● **MATERIAL PROVIDED**
________________

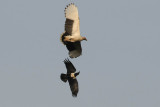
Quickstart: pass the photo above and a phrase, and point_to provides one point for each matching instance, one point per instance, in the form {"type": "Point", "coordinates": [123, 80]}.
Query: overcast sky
{"type": "Point", "coordinates": [120, 64]}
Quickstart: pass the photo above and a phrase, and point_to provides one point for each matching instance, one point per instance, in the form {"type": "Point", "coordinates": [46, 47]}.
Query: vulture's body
{"type": "Point", "coordinates": [70, 76]}
{"type": "Point", "coordinates": [71, 37]}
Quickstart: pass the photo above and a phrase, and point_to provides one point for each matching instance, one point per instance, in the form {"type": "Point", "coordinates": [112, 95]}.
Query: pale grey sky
{"type": "Point", "coordinates": [120, 65]}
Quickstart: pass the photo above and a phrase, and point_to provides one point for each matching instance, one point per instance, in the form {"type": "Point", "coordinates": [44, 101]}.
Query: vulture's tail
{"type": "Point", "coordinates": [63, 77]}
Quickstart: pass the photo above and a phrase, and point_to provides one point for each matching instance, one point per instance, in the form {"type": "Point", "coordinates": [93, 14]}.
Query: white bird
{"type": "Point", "coordinates": [71, 37]}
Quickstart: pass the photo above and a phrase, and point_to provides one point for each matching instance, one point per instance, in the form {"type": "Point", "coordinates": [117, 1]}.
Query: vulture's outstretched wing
{"type": "Point", "coordinates": [73, 86]}
{"type": "Point", "coordinates": [72, 19]}
{"type": "Point", "coordinates": [69, 66]}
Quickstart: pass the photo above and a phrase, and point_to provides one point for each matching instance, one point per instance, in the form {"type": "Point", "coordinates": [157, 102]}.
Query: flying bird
{"type": "Point", "coordinates": [70, 76]}
{"type": "Point", "coordinates": [71, 37]}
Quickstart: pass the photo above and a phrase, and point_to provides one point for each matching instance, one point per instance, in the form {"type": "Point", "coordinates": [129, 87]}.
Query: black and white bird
{"type": "Point", "coordinates": [70, 76]}
{"type": "Point", "coordinates": [71, 37]}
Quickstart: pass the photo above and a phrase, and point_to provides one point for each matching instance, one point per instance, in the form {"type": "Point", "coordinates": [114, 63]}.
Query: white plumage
{"type": "Point", "coordinates": [71, 37]}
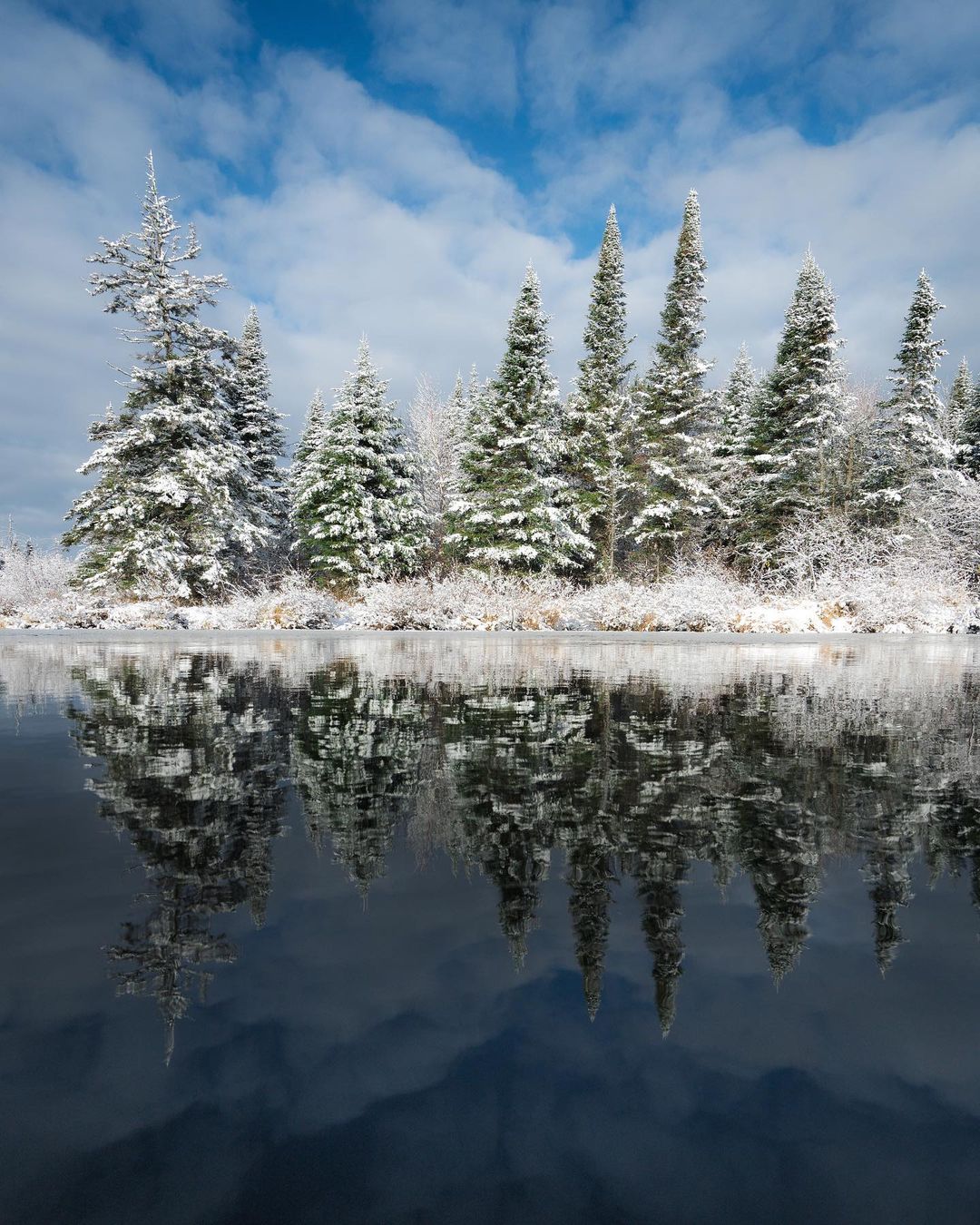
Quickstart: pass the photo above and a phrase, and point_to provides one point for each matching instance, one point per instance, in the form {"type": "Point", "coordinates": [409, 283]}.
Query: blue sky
{"type": "Point", "coordinates": [391, 167]}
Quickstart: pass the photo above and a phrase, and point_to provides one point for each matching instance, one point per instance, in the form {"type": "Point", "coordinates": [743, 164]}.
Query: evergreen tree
{"type": "Point", "coordinates": [599, 419]}
{"type": "Point", "coordinates": [797, 413]}
{"type": "Point", "coordinates": [958, 405]}
{"type": "Point", "coordinates": [356, 507]}
{"type": "Point", "coordinates": [300, 475]}
{"type": "Point", "coordinates": [729, 444]}
{"type": "Point", "coordinates": [735, 420]}
{"type": "Point", "coordinates": [171, 510]}
{"type": "Point", "coordinates": [968, 443]}
{"type": "Point", "coordinates": [963, 420]}
{"type": "Point", "coordinates": [909, 444]}
{"type": "Point", "coordinates": [514, 507]}
{"type": "Point", "coordinates": [259, 426]}
{"type": "Point", "coordinates": [438, 430]}
{"type": "Point", "coordinates": [672, 402]}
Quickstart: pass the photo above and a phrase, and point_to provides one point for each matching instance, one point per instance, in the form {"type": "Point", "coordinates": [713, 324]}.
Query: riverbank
{"type": "Point", "coordinates": [693, 598]}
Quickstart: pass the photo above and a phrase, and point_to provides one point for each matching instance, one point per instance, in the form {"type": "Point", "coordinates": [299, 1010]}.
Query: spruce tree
{"type": "Point", "coordinates": [674, 406]}
{"type": "Point", "coordinates": [958, 405]}
{"type": "Point", "coordinates": [514, 507]}
{"type": "Point", "coordinates": [968, 444]}
{"type": "Point", "coordinates": [729, 445]}
{"type": "Point", "coordinates": [598, 418]}
{"type": "Point", "coordinates": [259, 426]}
{"type": "Point", "coordinates": [356, 507]}
{"type": "Point", "coordinates": [797, 414]}
{"type": "Point", "coordinates": [300, 475]}
{"type": "Point", "coordinates": [437, 429]}
{"type": "Point", "coordinates": [909, 444]}
{"type": "Point", "coordinates": [169, 512]}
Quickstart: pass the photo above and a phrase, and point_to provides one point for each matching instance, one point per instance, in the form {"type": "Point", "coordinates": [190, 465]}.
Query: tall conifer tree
{"type": "Point", "coordinates": [968, 443]}
{"type": "Point", "coordinates": [169, 512]}
{"type": "Point", "coordinates": [356, 505]}
{"type": "Point", "coordinates": [909, 443]}
{"type": "Point", "coordinates": [958, 405]}
{"type": "Point", "coordinates": [300, 472]}
{"type": "Point", "coordinates": [599, 426]}
{"type": "Point", "coordinates": [797, 413]}
{"type": "Point", "coordinates": [672, 402]}
{"type": "Point", "coordinates": [259, 426]}
{"type": "Point", "coordinates": [514, 507]}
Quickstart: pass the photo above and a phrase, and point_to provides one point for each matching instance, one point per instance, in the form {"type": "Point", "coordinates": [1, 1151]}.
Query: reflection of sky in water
{"type": "Point", "coordinates": [381, 1060]}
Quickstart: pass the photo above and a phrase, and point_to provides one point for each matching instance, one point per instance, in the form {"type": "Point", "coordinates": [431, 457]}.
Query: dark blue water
{"type": "Point", "coordinates": [426, 928]}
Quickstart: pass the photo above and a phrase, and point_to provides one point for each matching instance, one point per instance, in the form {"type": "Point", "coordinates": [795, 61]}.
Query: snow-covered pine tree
{"type": "Point", "coordinates": [169, 512]}
{"type": "Point", "coordinates": [356, 506]}
{"type": "Point", "coordinates": [958, 403]}
{"type": "Point", "coordinates": [797, 414]}
{"type": "Point", "coordinates": [728, 444]}
{"type": "Point", "coordinates": [259, 426]}
{"type": "Point", "coordinates": [968, 444]}
{"type": "Point", "coordinates": [514, 507]}
{"type": "Point", "coordinates": [598, 419]}
{"type": "Point", "coordinates": [674, 406]}
{"type": "Point", "coordinates": [909, 444]}
{"type": "Point", "coordinates": [300, 475]}
{"type": "Point", "coordinates": [437, 430]}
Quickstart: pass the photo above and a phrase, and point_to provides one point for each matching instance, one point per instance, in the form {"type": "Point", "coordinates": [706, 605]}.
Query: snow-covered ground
{"type": "Point", "coordinates": [897, 597]}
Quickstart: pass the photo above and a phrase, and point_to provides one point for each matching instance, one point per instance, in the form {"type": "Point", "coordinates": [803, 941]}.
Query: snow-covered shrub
{"type": "Point", "coordinates": [290, 604]}
{"type": "Point", "coordinates": [465, 602]}
{"type": "Point", "coordinates": [875, 580]}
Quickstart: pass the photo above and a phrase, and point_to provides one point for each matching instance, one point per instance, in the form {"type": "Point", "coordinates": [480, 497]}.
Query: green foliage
{"type": "Point", "coordinates": [356, 508]}
{"type": "Point", "coordinates": [514, 510]}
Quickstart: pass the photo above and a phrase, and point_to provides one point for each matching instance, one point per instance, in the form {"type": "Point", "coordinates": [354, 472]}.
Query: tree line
{"type": "Point", "coordinates": [190, 497]}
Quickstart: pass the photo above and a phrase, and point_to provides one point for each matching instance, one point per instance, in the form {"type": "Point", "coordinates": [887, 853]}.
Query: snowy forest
{"type": "Point", "coordinates": [788, 497]}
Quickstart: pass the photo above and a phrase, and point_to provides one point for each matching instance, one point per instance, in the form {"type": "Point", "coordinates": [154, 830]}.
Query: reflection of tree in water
{"type": "Point", "coordinates": [356, 752]}
{"type": "Point", "coordinates": [637, 780]}
{"type": "Point", "coordinates": [193, 769]}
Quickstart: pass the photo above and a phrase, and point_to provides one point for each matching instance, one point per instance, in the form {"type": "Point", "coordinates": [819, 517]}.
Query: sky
{"type": "Point", "coordinates": [389, 168]}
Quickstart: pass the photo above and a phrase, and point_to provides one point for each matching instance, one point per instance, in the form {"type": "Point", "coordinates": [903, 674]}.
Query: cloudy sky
{"type": "Point", "coordinates": [391, 167]}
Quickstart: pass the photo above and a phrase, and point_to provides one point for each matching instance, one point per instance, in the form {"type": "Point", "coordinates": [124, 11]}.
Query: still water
{"type": "Point", "coordinates": [512, 928]}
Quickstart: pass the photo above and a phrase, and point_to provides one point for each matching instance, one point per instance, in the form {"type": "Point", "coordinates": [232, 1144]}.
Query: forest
{"type": "Point", "coordinates": [788, 497]}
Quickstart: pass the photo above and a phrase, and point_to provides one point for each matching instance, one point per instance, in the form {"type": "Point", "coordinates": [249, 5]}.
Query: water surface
{"type": "Point", "coordinates": [445, 927]}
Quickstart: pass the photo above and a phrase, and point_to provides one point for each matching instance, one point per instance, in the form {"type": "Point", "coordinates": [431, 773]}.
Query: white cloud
{"type": "Point", "coordinates": [340, 214]}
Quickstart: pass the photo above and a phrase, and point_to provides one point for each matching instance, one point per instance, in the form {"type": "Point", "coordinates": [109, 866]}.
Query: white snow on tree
{"type": "Point", "coordinates": [728, 444]}
{"type": "Point", "coordinates": [169, 512]}
{"type": "Point", "coordinates": [909, 444]}
{"type": "Point", "coordinates": [300, 473]}
{"type": "Point", "coordinates": [674, 406]}
{"type": "Point", "coordinates": [514, 510]}
{"type": "Point", "coordinates": [259, 426]}
{"type": "Point", "coordinates": [438, 436]}
{"type": "Point", "coordinates": [798, 413]}
{"type": "Point", "coordinates": [958, 407]}
{"type": "Point", "coordinates": [599, 416]}
{"type": "Point", "coordinates": [968, 436]}
{"type": "Point", "coordinates": [356, 506]}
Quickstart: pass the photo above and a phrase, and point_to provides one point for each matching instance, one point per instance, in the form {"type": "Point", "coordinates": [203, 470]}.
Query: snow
{"type": "Point", "coordinates": [908, 595]}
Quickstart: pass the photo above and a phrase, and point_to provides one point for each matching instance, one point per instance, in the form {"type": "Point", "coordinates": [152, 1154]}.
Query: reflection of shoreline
{"type": "Point", "coordinates": [761, 763]}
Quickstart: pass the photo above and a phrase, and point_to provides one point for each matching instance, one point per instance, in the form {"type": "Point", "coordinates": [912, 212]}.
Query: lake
{"type": "Point", "coordinates": [416, 927]}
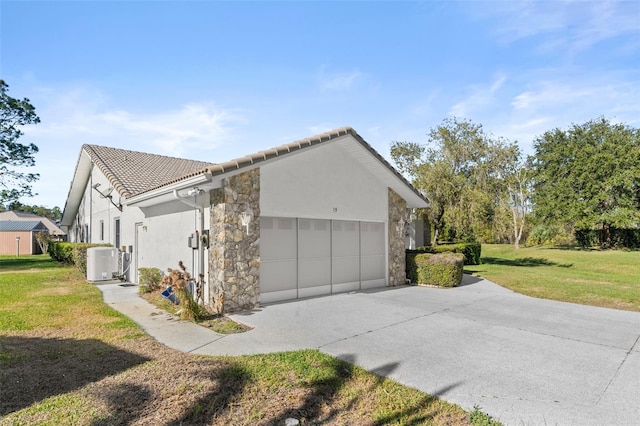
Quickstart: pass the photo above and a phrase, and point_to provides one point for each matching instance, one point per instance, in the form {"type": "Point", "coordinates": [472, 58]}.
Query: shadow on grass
{"type": "Point", "coordinates": [33, 369]}
{"type": "Point", "coordinates": [325, 393]}
{"type": "Point", "coordinates": [232, 381]}
{"type": "Point", "coordinates": [13, 263]}
{"type": "Point", "coordinates": [524, 261]}
{"type": "Point", "coordinates": [127, 403]}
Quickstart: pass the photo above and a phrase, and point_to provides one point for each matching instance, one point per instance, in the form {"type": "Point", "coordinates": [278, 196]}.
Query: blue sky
{"type": "Point", "coordinates": [217, 80]}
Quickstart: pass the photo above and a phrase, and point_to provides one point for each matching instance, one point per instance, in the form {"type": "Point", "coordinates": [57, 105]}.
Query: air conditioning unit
{"type": "Point", "coordinates": [102, 263]}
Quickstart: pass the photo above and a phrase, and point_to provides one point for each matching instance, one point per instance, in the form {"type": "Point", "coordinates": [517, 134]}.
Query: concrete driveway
{"type": "Point", "coordinates": [524, 361]}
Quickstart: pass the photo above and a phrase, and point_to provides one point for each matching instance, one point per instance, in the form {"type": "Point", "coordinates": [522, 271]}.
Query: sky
{"type": "Point", "coordinates": [213, 81]}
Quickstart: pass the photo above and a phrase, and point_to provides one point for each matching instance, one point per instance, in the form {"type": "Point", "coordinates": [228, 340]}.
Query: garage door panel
{"type": "Point", "coordinates": [314, 272]}
{"type": "Point", "coordinates": [345, 269]}
{"type": "Point", "coordinates": [372, 238]}
{"type": "Point", "coordinates": [313, 257]}
{"type": "Point", "coordinates": [345, 238]}
{"type": "Point", "coordinates": [278, 275]}
{"type": "Point", "coordinates": [278, 238]}
{"type": "Point", "coordinates": [372, 268]}
{"type": "Point", "coordinates": [314, 238]}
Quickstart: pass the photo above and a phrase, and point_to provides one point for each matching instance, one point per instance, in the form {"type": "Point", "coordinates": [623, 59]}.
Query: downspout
{"type": "Point", "coordinates": [195, 192]}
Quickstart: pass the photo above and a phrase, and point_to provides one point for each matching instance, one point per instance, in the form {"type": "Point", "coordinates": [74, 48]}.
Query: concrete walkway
{"type": "Point", "coordinates": [524, 361]}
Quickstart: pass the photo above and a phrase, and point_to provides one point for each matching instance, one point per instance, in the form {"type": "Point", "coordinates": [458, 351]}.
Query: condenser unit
{"type": "Point", "coordinates": [102, 263]}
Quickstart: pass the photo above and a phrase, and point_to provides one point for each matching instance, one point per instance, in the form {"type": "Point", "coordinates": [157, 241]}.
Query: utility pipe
{"type": "Point", "coordinates": [195, 192]}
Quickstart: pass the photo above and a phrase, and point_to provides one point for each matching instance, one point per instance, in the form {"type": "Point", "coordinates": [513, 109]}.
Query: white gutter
{"type": "Point", "coordinates": [194, 192]}
{"type": "Point", "coordinates": [198, 180]}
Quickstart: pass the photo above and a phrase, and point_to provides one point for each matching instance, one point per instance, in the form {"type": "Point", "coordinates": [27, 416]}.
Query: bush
{"type": "Point", "coordinates": [551, 235]}
{"type": "Point", "coordinates": [72, 253]}
{"type": "Point", "coordinates": [620, 237]}
{"type": "Point", "coordinates": [471, 251]}
{"type": "Point", "coordinates": [149, 279]}
{"type": "Point", "coordinates": [443, 270]}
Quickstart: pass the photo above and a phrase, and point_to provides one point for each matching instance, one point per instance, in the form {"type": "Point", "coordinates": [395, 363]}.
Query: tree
{"type": "Point", "coordinates": [588, 177]}
{"type": "Point", "coordinates": [517, 197]}
{"type": "Point", "coordinates": [55, 214]}
{"type": "Point", "coordinates": [13, 154]}
{"type": "Point", "coordinates": [459, 169]}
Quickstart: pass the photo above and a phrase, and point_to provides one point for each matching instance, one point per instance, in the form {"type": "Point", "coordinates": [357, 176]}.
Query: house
{"type": "Point", "coordinates": [317, 216]}
{"type": "Point", "coordinates": [54, 230]}
{"type": "Point", "coordinates": [19, 237]}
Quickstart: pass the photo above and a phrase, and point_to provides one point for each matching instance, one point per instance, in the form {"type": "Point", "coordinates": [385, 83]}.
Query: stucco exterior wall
{"type": "Point", "coordinates": [396, 239]}
{"type": "Point", "coordinates": [9, 245]}
{"type": "Point", "coordinates": [322, 183]}
{"type": "Point", "coordinates": [154, 237]}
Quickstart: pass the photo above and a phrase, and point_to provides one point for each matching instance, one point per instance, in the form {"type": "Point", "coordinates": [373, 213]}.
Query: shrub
{"type": "Point", "coordinates": [470, 251]}
{"type": "Point", "coordinates": [149, 279]}
{"type": "Point", "coordinates": [61, 252]}
{"type": "Point", "coordinates": [187, 291]}
{"type": "Point", "coordinates": [443, 269]}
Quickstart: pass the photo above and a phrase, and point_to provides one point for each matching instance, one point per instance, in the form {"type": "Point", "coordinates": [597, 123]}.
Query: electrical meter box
{"type": "Point", "coordinates": [102, 263]}
{"type": "Point", "coordinates": [192, 241]}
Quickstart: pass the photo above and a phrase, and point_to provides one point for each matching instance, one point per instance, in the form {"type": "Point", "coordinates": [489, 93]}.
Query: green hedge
{"type": "Point", "coordinates": [470, 251]}
{"type": "Point", "coordinates": [72, 253]}
{"type": "Point", "coordinates": [443, 269]}
{"type": "Point", "coordinates": [620, 237]}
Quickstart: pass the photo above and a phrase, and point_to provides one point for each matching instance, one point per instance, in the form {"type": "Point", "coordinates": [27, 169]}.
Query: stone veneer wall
{"type": "Point", "coordinates": [234, 254]}
{"type": "Point", "coordinates": [397, 229]}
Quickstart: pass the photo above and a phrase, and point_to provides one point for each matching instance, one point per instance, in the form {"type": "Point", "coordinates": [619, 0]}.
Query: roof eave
{"type": "Point", "coordinates": [78, 185]}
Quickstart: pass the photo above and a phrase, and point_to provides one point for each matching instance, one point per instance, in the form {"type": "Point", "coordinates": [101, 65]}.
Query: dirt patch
{"type": "Point", "coordinates": [218, 323]}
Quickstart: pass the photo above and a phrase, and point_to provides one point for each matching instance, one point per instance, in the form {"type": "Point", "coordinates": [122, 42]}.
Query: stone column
{"type": "Point", "coordinates": [234, 263]}
{"type": "Point", "coordinates": [397, 228]}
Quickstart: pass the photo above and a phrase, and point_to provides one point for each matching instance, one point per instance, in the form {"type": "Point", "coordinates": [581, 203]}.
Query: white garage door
{"type": "Point", "coordinates": [313, 257]}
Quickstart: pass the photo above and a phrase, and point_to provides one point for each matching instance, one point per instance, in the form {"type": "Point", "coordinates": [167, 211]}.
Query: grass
{"type": "Point", "coordinates": [609, 278]}
{"type": "Point", "coordinates": [219, 323]}
{"type": "Point", "coordinates": [68, 359]}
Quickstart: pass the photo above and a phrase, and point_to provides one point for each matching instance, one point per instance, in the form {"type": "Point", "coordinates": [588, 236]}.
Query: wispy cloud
{"type": "Point", "coordinates": [80, 115]}
{"type": "Point", "coordinates": [84, 116]}
{"type": "Point", "coordinates": [339, 81]}
{"type": "Point", "coordinates": [479, 98]}
{"type": "Point", "coordinates": [570, 26]}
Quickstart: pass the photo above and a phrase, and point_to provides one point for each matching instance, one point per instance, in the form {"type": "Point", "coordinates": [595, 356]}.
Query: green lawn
{"type": "Point", "coordinates": [66, 358]}
{"type": "Point", "coordinates": [608, 278]}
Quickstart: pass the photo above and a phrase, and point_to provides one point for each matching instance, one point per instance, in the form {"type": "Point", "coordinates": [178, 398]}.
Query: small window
{"type": "Point", "coordinates": [117, 227]}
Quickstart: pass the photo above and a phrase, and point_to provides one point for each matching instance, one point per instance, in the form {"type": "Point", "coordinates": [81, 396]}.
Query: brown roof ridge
{"type": "Point", "coordinates": [130, 182]}
{"type": "Point", "coordinates": [260, 156]}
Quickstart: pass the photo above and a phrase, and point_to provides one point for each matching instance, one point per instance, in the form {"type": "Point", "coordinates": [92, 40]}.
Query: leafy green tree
{"type": "Point", "coordinates": [15, 113]}
{"type": "Point", "coordinates": [55, 214]}
{"type": "Point", "coordinates": [588, 177]}
{"type": "Point", "coordinates": [517, 191]}
{"type": "Point", "coordinates": [460, 170]}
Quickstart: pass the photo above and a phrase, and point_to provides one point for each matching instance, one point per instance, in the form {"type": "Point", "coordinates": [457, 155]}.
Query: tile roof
{"type": "Point", "coordinates": [132, 172]}
{"type": "Point", "coordinates": [260, 156]}
{"type": "Point", "coordinates": [21, 216]}
{"type": "Point", "coordinates": [21, 225]}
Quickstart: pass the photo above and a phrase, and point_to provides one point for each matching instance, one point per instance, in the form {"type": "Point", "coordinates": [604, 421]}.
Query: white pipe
{"type": "Point", "coordinates": [200, 208]}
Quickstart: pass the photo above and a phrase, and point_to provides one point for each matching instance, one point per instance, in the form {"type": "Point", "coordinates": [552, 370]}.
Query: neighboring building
{"type": "Point", "coordinates": [19, 237]}
{"type": "Point", "coordinates": [30, 217]}
{"type": "Point", "coordinates": [318, 216]}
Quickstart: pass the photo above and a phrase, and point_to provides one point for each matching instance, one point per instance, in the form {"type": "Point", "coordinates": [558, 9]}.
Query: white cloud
{"type": "Point", "coordinates": [339, 81]}
{"type": "Point", "coordinates": [480, 98]}
{"type": "Point", "coordinates": [569, 26]}
{"type": "Point", "coordinates": [79, 116]}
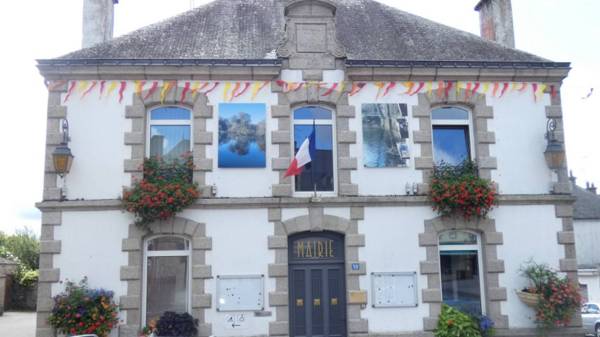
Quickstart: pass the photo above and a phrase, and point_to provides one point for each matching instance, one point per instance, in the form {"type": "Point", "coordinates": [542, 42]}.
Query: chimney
{"type": "Point", "coordinates": [590, 188]}
{"type": "Point", "coordinates": [495, 17]}
{"type": "Point", "coordinates": [98, 19]}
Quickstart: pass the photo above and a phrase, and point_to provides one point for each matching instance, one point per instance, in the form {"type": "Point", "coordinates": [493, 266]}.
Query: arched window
{"type": "Point", "coordinates": [316, 124]}
{"type": "Point", "coordinates": [452, 135]}
{"type": "Point", "coordinates": [166, 280]}
{"type": "Point", "coordinates": [461, 271]}
{"type": "Point", "coordinates": [169, 132]}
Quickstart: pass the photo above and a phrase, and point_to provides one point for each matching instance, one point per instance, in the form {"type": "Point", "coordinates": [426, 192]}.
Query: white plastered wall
{"type": "Point", "coordinates": [530, 233]}
{"type": "Point", "coordinates": [242, 182]}
{"type": "Point", "coordinates": [388, 180]}
{"type": "Point", "coordinates": [520, 125]}
{"type": "Point", "coordinates": [239, 248]}
{"type": "Point", "coordinates": [91, 246]}
{"type": "Point", "coordinates": [392, 245]}
{"type": "Point", "coordinates": [97, 127]}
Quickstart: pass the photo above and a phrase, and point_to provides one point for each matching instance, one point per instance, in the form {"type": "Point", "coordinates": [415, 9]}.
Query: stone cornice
{"type": "Point", "coordinates": [268, 202]}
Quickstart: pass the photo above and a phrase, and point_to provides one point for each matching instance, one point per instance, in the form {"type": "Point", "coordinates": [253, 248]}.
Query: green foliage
{"type": "Point", "coordinates": [23, 248]}
{"type": "Point", "coordinates": [559, 297]}
{"type": "Point", "coordinates": [458, 190]}
{"type": "Point", "coordinates": [455, 323]}
{"type": "Point", "coordinates": [81, 310]}
{"type": "Point", "coordinates": [165, 190]}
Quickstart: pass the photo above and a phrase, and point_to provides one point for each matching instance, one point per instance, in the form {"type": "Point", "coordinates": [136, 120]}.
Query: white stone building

________________

Only the lines from the one containing "Query: white plastered wall" through the end of the material should be copied, exactly as they stand; please keep both ends.

● **EXERCISE OUTPUT**
Query: white plastered wall
{"type": "Point", "coordinates": [530, 233]}
{"type": "Point", "coordinates": [242, 182]}
{"type": "Point", "coordinates": [388, 180]}
{"type": "Point", "coordinates": [520, 125]}
{"type": "Point", "coordinates": [239, 248]}
{"type": "Point", "coordinates": [91, 246]}
{"type": "Point", "coordinates": [392, 245]}
{"type": "Point", "coordinates": [97, 127]}
Quickstart: pass the photo above and a phrase, and point_to provides one point for each matching instance, one point per instance, in the form {"type": "Point", "coordinates": [415, 9]}.
Query: stone cornice
{"type": "Point", "coordinates": [268, 202]}
Quickstart: pass the photo above and a phrase, and point_to provides one point for each matching instance, one point per instance, in the form {"type": "Point", "coordinates": [253, 248]}.
Query: green foliage
{"type": "Point", "coordinates": [23, 248]}
{"type": "Point", "coordinates": [559, 297]}
{"type": "Point", "coordinates": [458, 190]}
{"type": "Point", "coordinates": [455, 323]}
{"type": "Point", "coordinates": [81, 310]}
{"type": "Point", "coordinates": [165, 190]}
Quickstart: pass the photo above and a phrase, and point_to provides one point for each matching instance, one point per instance, in the form {"type": "Point", "coordinates": [136, 120]}.
Query: white stone building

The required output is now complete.